▶ **Указания к заданию**:
Что, по настоятельному утверждению Делеза в отрывке о бытии и языке, выражает глагол?

╭─ Текст для чтения

И все же Бытие (как таковое) и Язык (как таковой) - не одно и то же! Ведь для того, чтобы язык мог осуществлять свои функции, он должен быть отличным от того, что он обозначает и выражает. Прежде всего нужно, чтобы слова как звуки (если речь идет о звуковом языке), были отличимы от звуковых качеств мира вещей - только тогда оказываются возможными и денотация, и манифестация. В свою очередь, чтобы денотация и манифестация не были только пустыми возможностями, нужны события, то есть то, что происходит с вещами, не являясь их физическим качеством. Это происходящее с вещами может быть выражено в предложении глагольной формой ('дерево зеленеет' - в отличие от 'дерево зелено'). 'Событие, происходящее в положении вещей, и смысл, присутствующий в предложении, - одно и то же' [3].
1 Делез Ж. Логика смысла. С. 215.
2 Там же. С216.
3 Там же. С. 219.
738
Делез настоятельно подчеркивает, что глагол выражает именно 'событие', и не 'действие': 'Глагол - не образ внешнего действия, а процесс противодействия, внутреннего для языка' [1]. Но он, в его форме 'настоящего', связан с внешним действием, 'денотируемым положением вещей в последовательности физического времени' [2], хотя его инфинитивная форма указывает 'на связь глагола со смыслом или событием согласно содержащемуся в нем внутреннему времени' [3]. Это 'внутреннее время' 'чистого' языка необходимо самому языку, чтобы он был в состоянии выражать 'внешние действия'. 'Вот почему, по самой своей идее, глагол несет в себе внутреннюю темпоральность языка' [4].

╰─
╭─ Извлечённые данные

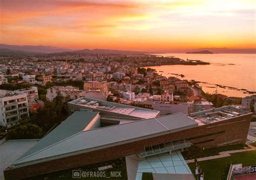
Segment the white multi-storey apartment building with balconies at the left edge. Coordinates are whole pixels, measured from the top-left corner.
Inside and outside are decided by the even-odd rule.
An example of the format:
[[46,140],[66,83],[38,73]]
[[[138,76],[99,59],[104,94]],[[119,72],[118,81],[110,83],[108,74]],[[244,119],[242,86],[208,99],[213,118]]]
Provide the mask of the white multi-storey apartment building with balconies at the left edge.
[[29,117],[26,94],[17,91],[0,90],[0,125],[13,126],[20,119]]

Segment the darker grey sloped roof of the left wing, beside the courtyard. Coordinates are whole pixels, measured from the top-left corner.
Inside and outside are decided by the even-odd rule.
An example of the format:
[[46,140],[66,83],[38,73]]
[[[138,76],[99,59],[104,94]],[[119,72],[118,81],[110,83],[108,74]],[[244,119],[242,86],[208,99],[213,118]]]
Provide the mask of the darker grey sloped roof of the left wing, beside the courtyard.
[[[70,137],[71,135],[77,134],[91,122],[91,120],[99,112],[85,112],[85,111],[76,111],[66,120],[62,121],[55,129],[53,129],[49,134],[42,138],[37,145],[33,146],[25,154],[23,154],[19,159],[38,152],[41,149],[49,147],[56,142],[59,142],[63,139]],[[19,160],[18,159],[18,160]]]

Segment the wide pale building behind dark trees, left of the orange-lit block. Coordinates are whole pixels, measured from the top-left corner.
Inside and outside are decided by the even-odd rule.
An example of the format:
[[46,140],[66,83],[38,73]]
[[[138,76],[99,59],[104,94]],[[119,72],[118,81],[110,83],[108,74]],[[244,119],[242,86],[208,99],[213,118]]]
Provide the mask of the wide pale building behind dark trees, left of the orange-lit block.
[[[55,86],[47,89],[46,98],[48,100],[53,100],[58,95],[58,92],[64,98],[69,98],[72,100],[75,100],[80,97],[84,97],[85,94],[87,93],[86,91],[79,90],[78,88],[72,87],[72,86],[67,86],[67,87]],[[66,100],[69,100],[69,99],[66,99]]]

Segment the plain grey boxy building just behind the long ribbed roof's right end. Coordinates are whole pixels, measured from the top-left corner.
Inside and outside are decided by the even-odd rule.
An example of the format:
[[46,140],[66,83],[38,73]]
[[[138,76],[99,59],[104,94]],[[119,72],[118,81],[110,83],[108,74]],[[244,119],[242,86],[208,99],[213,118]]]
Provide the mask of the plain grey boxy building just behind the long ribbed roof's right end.
[[154,102],[153,110],[160,111],[160,116],[172,113],[181,112],[183,114],[188,113],[187,103],[174,103],[174,102]]

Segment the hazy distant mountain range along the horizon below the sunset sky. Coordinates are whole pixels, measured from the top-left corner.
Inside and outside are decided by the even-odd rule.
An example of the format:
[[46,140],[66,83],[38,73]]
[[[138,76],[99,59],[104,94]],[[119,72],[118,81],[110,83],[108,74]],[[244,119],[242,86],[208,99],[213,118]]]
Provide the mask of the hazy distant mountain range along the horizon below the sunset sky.
[[[140,54],[157,54],[157,53],[186,53],[186,52],[213,52],[220,54],[256,54],[256,48],[198,48],[198,49],[166,49],[165,51],[156,52],[139,52],[139,51],[119,51],[110,49],[69,49],[53,46],[18,46],[0,44],[1,55],[33,55],[33,54],[102,54],[102,55],[140,55]],[[201,53],[200,53],[201,54]],[[205,54],[205,53],[203,53]]]

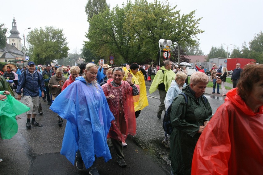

╰─

▶ **Ваш ответ**:
Глагол выражает именно событие, а не действие.